## OBJECTIVE
Show every line of the material below that contains the string "hung", copying each line in full.

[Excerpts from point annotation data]
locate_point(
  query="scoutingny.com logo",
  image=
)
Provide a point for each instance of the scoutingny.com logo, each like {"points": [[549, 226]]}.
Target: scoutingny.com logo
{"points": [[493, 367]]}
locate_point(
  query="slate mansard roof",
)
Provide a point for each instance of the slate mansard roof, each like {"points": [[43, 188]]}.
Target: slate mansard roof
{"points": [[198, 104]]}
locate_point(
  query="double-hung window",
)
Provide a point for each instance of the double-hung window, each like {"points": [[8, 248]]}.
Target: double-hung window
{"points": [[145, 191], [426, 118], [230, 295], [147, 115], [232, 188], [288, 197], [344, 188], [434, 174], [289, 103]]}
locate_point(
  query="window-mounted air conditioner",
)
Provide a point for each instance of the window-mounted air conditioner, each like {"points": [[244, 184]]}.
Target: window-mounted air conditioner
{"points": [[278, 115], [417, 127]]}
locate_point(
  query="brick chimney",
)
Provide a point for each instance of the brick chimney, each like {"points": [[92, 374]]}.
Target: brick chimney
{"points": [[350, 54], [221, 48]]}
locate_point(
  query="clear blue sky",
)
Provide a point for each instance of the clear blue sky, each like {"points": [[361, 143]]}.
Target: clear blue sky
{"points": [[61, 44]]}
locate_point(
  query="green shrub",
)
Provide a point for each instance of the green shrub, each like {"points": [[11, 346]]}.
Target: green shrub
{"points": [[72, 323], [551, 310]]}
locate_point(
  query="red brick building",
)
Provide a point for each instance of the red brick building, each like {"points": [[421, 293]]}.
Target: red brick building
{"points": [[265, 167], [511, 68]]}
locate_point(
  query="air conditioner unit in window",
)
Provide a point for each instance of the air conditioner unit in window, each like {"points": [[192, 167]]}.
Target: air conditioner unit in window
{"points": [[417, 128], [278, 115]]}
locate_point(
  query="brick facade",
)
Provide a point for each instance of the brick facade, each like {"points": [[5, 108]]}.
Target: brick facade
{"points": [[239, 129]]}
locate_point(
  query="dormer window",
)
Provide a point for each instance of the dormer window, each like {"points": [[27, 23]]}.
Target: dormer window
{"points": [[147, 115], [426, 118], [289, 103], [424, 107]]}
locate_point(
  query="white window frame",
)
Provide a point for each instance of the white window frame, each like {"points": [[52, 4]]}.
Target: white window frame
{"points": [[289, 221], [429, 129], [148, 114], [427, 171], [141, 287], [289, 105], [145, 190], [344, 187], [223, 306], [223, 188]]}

## REPLY TO THE TASK
  query="double-hung window",
Provide a point for each instance of the double-hung window, each like {"points": [[8, 248]]}.
Target: double-hung window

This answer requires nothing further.